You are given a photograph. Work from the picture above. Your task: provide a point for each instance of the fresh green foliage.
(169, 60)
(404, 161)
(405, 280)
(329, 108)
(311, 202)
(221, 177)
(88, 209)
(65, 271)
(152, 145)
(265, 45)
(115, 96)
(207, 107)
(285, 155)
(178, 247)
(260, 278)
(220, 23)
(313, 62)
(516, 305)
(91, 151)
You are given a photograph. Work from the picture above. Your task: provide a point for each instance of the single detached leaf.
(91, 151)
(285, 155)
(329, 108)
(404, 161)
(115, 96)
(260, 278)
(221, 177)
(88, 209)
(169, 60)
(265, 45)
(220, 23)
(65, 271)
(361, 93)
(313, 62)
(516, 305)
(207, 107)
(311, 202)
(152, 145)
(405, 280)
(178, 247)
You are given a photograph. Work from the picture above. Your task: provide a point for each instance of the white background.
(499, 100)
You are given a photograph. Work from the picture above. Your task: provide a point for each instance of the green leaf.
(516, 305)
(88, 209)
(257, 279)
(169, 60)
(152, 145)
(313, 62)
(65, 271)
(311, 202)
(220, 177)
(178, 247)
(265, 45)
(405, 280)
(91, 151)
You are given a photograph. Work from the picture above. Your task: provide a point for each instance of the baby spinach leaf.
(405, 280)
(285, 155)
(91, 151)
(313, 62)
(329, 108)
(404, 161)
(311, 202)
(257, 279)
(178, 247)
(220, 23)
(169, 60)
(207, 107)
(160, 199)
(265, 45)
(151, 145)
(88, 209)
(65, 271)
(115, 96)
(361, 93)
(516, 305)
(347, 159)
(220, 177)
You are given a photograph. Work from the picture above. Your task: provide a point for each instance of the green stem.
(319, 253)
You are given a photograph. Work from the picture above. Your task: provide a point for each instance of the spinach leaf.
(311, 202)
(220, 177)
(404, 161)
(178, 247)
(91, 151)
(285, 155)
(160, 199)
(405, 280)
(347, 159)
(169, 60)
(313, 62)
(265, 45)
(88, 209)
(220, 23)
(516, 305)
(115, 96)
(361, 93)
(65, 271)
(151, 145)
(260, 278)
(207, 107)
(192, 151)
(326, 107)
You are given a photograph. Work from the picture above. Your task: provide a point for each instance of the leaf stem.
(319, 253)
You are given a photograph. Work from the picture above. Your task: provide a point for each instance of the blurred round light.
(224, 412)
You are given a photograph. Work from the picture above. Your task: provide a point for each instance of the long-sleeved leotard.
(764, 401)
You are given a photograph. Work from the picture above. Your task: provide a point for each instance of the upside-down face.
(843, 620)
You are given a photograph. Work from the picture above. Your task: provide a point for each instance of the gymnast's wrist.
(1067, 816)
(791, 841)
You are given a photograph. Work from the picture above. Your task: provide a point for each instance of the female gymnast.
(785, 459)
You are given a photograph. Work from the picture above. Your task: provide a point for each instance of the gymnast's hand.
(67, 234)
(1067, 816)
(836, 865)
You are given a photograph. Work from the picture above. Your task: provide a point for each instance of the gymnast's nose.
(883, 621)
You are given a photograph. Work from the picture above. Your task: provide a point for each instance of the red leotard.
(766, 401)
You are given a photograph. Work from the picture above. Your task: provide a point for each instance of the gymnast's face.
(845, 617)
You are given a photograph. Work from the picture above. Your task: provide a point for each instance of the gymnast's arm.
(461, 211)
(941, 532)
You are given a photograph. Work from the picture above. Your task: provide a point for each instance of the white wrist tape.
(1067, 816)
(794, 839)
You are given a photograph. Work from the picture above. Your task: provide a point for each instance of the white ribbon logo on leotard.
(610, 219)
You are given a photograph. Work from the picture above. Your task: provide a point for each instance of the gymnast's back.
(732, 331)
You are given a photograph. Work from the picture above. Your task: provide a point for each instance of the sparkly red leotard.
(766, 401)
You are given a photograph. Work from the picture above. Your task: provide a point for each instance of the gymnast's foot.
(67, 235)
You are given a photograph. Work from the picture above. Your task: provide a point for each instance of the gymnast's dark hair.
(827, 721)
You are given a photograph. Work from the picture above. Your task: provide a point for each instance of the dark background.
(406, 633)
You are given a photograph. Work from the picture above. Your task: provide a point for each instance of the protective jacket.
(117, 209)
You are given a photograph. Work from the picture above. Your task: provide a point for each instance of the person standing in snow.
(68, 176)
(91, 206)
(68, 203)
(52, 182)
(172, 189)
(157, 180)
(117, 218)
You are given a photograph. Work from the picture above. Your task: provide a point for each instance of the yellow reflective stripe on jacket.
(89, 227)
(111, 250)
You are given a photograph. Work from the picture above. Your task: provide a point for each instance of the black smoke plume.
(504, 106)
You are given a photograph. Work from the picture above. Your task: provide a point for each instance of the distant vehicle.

-- -- --

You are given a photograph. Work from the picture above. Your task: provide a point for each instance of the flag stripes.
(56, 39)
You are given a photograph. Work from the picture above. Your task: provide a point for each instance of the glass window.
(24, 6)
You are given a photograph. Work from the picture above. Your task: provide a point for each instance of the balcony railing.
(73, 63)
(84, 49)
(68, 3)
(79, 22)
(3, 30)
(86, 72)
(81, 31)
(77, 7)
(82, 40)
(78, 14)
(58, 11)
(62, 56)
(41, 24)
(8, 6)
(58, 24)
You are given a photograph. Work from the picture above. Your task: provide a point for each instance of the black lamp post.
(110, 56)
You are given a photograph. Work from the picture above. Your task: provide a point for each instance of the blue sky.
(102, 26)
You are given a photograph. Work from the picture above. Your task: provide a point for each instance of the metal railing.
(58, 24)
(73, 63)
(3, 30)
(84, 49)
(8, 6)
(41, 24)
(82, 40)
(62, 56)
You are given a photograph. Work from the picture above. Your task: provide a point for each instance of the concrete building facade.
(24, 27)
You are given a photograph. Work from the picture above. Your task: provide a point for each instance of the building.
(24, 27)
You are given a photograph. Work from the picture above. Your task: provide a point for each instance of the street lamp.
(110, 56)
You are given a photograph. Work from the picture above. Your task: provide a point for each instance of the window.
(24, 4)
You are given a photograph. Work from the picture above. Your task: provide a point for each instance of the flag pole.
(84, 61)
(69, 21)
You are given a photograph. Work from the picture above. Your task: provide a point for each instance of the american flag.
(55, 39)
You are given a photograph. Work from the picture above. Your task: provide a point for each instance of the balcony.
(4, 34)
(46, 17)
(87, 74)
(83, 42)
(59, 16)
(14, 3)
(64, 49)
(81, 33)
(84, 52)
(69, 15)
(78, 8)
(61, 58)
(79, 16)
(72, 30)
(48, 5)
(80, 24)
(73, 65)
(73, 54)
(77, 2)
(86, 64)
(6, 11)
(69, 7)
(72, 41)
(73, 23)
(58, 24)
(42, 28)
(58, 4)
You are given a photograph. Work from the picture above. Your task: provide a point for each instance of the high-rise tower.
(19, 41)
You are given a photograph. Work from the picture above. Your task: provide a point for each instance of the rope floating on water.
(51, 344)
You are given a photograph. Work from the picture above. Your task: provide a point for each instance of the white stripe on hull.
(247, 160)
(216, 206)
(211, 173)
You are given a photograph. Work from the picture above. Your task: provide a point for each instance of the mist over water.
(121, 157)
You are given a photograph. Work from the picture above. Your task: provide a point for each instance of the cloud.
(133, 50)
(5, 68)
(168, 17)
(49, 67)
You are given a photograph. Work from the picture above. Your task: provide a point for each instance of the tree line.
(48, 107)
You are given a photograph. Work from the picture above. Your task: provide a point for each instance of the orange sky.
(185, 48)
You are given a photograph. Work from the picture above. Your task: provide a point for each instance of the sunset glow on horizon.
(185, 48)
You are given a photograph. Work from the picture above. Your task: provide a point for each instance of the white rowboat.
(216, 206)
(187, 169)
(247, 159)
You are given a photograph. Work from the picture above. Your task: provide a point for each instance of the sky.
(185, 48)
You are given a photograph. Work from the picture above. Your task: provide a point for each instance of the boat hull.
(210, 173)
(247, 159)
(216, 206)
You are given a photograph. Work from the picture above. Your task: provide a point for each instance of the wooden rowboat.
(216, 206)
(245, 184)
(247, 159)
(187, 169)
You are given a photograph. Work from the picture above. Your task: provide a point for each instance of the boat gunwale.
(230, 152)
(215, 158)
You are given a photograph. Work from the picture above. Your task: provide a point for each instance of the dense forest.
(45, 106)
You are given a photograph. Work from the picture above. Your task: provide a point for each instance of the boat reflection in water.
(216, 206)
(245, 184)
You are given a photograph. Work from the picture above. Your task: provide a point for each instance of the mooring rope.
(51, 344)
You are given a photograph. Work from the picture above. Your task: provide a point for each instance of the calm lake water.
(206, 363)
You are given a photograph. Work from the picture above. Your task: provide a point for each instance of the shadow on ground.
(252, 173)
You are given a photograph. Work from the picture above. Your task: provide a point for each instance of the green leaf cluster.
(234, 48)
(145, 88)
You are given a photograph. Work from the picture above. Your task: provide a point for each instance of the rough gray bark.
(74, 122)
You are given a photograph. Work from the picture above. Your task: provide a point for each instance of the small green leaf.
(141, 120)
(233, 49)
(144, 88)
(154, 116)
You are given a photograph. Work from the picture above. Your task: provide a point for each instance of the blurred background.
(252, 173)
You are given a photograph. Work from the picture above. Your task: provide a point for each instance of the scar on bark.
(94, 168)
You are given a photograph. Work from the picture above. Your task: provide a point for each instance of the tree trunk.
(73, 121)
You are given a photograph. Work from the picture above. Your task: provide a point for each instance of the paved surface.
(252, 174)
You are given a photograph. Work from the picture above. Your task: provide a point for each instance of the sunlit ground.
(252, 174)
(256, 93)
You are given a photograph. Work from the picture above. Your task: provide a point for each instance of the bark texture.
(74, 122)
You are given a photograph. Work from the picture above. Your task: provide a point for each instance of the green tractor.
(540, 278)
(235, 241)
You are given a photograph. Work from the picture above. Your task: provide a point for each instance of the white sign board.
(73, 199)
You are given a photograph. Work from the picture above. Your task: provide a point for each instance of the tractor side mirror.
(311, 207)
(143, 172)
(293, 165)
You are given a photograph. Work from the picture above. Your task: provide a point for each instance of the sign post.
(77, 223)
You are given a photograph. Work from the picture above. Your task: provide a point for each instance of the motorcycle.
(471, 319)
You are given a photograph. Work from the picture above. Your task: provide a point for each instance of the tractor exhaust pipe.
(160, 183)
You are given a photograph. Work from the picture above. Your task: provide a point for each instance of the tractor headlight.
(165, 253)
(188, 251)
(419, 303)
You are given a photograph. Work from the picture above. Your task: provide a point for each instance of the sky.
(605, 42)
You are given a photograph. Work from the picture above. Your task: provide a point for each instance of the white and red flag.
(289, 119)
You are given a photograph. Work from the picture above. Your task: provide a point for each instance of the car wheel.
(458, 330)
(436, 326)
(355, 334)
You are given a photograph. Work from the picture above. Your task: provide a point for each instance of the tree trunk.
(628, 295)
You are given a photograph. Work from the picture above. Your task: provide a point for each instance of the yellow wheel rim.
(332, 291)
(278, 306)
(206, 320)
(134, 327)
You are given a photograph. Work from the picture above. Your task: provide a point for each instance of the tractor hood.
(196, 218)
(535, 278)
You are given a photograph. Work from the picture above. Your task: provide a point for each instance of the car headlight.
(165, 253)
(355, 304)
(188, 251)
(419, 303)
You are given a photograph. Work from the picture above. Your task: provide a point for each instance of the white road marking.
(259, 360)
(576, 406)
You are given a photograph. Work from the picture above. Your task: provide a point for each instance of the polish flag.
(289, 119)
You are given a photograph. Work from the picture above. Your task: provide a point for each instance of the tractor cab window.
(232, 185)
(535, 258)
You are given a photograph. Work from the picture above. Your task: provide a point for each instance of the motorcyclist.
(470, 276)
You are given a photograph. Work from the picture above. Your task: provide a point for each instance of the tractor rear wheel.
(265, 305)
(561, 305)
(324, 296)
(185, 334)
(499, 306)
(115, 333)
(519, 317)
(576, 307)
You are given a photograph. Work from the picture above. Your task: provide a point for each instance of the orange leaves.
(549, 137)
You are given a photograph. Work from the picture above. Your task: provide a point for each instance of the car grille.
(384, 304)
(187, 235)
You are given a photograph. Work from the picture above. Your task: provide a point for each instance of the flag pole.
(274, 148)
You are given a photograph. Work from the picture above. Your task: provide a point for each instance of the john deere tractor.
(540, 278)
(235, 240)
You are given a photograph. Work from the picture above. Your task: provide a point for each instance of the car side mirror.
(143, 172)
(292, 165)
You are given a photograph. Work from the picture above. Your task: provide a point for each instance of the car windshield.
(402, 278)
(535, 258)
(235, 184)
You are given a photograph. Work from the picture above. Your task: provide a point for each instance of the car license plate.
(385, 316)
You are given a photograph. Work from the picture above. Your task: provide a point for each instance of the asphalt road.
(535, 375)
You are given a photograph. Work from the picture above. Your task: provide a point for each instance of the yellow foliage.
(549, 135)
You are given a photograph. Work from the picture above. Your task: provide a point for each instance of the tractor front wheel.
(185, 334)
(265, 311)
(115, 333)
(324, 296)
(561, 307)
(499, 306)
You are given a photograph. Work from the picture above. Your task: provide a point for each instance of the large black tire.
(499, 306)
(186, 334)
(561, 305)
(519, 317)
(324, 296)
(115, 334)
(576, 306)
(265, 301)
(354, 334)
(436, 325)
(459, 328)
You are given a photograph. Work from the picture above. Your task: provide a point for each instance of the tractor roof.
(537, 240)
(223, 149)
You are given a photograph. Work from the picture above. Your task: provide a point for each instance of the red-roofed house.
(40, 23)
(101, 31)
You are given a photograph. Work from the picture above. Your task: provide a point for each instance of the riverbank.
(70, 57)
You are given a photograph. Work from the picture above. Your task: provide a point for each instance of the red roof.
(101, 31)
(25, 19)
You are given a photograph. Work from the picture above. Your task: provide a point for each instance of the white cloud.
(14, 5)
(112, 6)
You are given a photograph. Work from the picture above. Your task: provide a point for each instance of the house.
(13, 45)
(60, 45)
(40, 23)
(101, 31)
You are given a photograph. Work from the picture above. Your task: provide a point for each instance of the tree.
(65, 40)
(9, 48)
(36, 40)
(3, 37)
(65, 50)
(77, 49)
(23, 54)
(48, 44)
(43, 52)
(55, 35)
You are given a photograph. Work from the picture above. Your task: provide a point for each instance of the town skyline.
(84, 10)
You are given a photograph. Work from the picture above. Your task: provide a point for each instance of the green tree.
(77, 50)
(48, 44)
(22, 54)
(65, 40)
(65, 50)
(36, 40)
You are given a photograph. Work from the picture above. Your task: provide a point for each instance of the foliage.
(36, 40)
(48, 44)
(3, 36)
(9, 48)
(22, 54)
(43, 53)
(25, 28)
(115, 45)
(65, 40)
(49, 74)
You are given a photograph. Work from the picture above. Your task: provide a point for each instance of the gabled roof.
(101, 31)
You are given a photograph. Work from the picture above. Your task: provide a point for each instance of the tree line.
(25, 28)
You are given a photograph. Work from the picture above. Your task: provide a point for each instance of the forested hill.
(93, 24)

-- -- --

Report each line of the listing above that contains the string "window", matching case exactly.

### RESPONSE TO THIS EXERCISE
You are given a photograph. Work from the picture above. Your task: provide a point for each instance of the glass window.
You are given a photograph. Work from the picture above. Your task: provide a point for each instance of the window.
You are given a photograph. Work from the picture above. Your task: provide a point for each instance of the tractor cab window.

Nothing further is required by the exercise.